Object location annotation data
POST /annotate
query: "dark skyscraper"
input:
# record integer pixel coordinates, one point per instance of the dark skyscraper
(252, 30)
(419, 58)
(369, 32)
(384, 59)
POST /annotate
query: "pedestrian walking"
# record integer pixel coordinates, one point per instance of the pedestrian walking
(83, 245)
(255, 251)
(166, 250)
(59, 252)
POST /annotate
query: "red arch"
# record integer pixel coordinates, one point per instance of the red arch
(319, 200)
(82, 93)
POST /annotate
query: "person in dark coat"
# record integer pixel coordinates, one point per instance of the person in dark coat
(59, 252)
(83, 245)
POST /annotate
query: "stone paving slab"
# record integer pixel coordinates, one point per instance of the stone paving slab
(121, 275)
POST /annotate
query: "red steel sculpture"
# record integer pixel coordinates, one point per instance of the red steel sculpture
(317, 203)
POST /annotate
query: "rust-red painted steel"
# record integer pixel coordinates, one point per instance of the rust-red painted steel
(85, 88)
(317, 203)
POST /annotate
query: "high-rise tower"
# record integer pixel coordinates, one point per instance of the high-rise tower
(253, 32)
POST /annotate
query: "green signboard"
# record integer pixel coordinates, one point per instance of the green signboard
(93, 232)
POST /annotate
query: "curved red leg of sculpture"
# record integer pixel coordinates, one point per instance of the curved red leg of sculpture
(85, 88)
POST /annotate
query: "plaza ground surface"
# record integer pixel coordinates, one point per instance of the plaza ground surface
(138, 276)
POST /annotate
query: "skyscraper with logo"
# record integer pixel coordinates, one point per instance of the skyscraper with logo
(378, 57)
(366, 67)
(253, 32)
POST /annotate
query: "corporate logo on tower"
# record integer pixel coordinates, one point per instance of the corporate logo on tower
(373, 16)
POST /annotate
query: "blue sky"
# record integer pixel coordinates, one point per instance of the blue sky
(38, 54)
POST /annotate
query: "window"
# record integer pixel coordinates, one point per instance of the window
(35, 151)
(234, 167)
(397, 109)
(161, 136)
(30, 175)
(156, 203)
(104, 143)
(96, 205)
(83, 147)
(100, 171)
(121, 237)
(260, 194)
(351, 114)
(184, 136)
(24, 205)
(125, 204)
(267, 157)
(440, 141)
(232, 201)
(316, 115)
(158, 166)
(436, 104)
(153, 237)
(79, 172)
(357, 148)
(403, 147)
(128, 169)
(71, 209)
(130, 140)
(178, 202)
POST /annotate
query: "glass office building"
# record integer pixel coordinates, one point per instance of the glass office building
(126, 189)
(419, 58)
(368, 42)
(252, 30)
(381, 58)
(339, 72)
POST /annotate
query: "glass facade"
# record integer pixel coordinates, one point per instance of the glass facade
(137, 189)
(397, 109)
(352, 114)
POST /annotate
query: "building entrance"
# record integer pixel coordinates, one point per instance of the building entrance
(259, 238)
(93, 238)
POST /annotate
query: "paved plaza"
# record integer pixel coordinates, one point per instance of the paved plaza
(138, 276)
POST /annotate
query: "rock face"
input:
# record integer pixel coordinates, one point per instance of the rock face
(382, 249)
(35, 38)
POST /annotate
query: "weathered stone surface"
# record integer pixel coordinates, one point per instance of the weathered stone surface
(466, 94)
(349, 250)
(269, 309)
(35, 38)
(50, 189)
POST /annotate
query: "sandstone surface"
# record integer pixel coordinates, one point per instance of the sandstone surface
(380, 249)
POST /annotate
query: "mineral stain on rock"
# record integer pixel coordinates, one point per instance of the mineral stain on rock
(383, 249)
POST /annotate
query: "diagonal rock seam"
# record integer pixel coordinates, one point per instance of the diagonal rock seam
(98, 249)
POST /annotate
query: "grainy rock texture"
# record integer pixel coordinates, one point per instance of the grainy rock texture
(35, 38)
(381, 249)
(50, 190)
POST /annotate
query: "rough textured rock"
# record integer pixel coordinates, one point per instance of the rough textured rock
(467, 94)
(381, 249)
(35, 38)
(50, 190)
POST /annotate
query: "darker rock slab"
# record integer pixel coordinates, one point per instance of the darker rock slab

▶ [WRITTEN INSTRUCTION] Print out every entry, keeping each one exact.

▶ [EXPECTED OUTPUT]
POST /annotate
query: "dark skyscraper"
input:
# record integer pixel coordinates, one point per instance of the dark skyscraper
(252, 30)
(419, 58)
(369, 32)
(384, 59)
POST /annotate
query: "pedestrian walking"
# record integer pixel coordinates, one point per instance of the pedestrian walking
(83, 245)
(255, 251)
(166, 250)
(59, 252)
POST /annotate
query: "red arch"
# record integer pixel coordinates, one point per instance of the red arch
(319, 200)
(82, 93)
POST /annotate
query: "person in dark coat"
# record integer pixel coordinates, one point per instance of the person in dark coat
(59, 252)
(83, 245)
POST /annotate
query: "stone paving slab"
# record integer pixel coordinates, one point per instance of the stone paving slab
(121, 275)
POST /annotate
query: "red steel sculpture"
# record integer pixel coordinates, one point per instance of the red steel sculpture
(317, 203)
POST /annotate
query: "rust-red painted steel"
# record integer pixel coordinates, one point per instance of the rust-red painted steel
(85, 88)
(317, 203)
POST /annotate
query: "high-rise tower"
# record integer pixel coordinates, one point per instance of the high-rise tower
(253, 32)
POST /annotate
query: "green signboard"
# record integer pixel coordinates, one point per instance of the green signboard
(93, 232)
POST /annotate
query: "curved red leg of sculpture"
# record integer pixel coordinates, one point per instance of the curved red leg of sculpture
(85, 88)
POST /annotate
query: "plaza ground surface"
# record integer pixel coordinates, one point per instance of the plaza ground surface
(138, 276)
POST /annotate
query: "skyscraper with logo"
# record integer pixel coordinates, one point per instance of the skyscraper with logo
(378, 57)
(366, 67)
(253, 32)
POST /annotate
query: "corporate logo on tower"
# record integer pixel coordinates, one point per instance of the corporate logo on tower
(373, 16)
POST /annotate
query: "blue sky"
# record integer pixel coordinates, one point per instance of the blue sky
(38, 54)
POST /annotate
query: "window"
# record integer pixel coordinates, one point per instance of the window
(35, 151)
(234, 167)
(397, 109)
(161, 136)
(30, 175)
(156, 203)
(104, 143)
(96, 205)
(83, 147)
(100, 171)
(121, 237)
(260, 194)
(351, 114)
(184, 136)
(24, 205)
(125, 204)
(267, 157)
(440, 141)
(232, 201)
(316, 115)
(158, 166)
(436, 104)
(153, 237)
(79, 172)
(357, 148)
(403, 147)
(128, 169)
(71, 209)
(130, 140)
(178, 202)
POST /annotate
query: "glass office building"
# record integer pixel coordinates, one point per instance of the glass office building
(126, 189)
(419, 58)
(368, 42)
(252, 30)
(381, 58)
(339, 72)
POST /annotate
query: "glass facade"
# record integer pixel coordinates, one point per instance of the glass facade
(137, 189)
(397, 109)
(352, 114)
POST /annotate
query: "building entrance"
# record integer pixel coordinates, one point per instance of the building entrance
(259, 238)
(93, 238)
POST /annotate
query: "paved plaza"
# record integer pixel coordinates, one point per instance of the paved plaza
(138, 276)
POST /annotate
query: "rock face"
input:
# record integer pixel coordinates, one point per instance of the rock face
(382, 249)
(35, 38)
POST /annotate
query: "weathered stone surface"
# record integer pixel coordinates, one point per instance of the weathered stone surface
(466, 94)
(349, 250)
(269, 309)
(35, 38)
(50, 189)
POST /annotate
query: "sandstone surface"
# record integer pixel coordinates, one point per instance of the sandstone surface
(380, 249)
POST /annotate
query: "mineral stain on rock"
# record integer pixel coordinates, one point per instance of the mineral stain on rock
(383, 249)
POST /annotate
query: "diagonal rock seam"
# record integer pixel coordinates, one point per instance of the diagonal rock seam
(98, 249)
POST /annotate
query: "grainy rock texture"
# record integer pixel coordinates, one point per instance of the grainy rock texture
(35, 38)
(381, 249)
(50, 190)
POST /annotate
query: "rough textured rock"
# record integer pixel coordinates, one point per instance of the rough textured rock
(467, 94)
(381, 249)
(35, 38)
(50, 190)
POST /annotate
query: "darker rock slab"
# record integer pixel coordinates, one point per instance of the darker rock slab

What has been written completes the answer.